● Text to read:
It's also great that you're willing to keep track of funds that aren't performing well due to manager changes and the like however you have to realize that due to the structure of most mutual funds, managers can't just pull out of a sector because it's not "hot". That's why having a diversified portfolio that covers all sectors is key.

And a couple of other things just to comment on...JMVSX is closed to new investors unless it is available to you through some other method (ie. work). And the reason CGMFX and CGMRX fell considerably a couple of weeks ago is that they both had huge capital gains distributions.

I don't mean to sound preachy or anything. I just want you to realize the benefits and risks of having and not having a diversified portfolio.

● Problem set:
**1)** Check each statement against the post about mutual funds: (a) JMVSX is open to all new investors; (b) CGMFX and CGMRX fell because of large capital gains distributions; (c) the writer calls a diversified portfolio covering all sectors key. Give yes or no for each, with the words from the post that decide it.
**2)** Go on with the post about mutual funds, picking up after its final sentence.
The lines that come next are from a separate source.

● Given information:
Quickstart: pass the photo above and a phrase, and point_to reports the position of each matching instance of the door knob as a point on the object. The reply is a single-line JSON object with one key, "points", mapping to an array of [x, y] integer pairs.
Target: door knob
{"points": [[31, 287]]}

● Responses for each task:
**1)**
(a) No: "JMVSX is closed to new investors unless it is available to you through some other method (ie. work)."
(b) Yes: "the reason CGMFX and CGMRX fell considerably a couple of weeks ago is that they both had huge capital gains distributions."
(c) Yes: "That's why having a diversified portfolio that covers all sectors is key."

**2)**
You have some good points here. Yet another reason that I like to purchase funds such as CGMFX is because the manager IS free to move in and out of a particular arena where as most managers essentially have their hands tied in regards to the amount of risk they can take. You'll notice that CGMFX is 99.12% stock and has over 75% of it's assetts in just three sectors. I like the fact the Ken Heeber can put larger portions of the pot in the sectors that he thinks will make the most money at any given time. Most funds will not allow such risks.


I didn't see that JMVSX was closed to new investors. I'll have to take another look and see how I missed that. Oh well, it was on the bottom of the list anyway!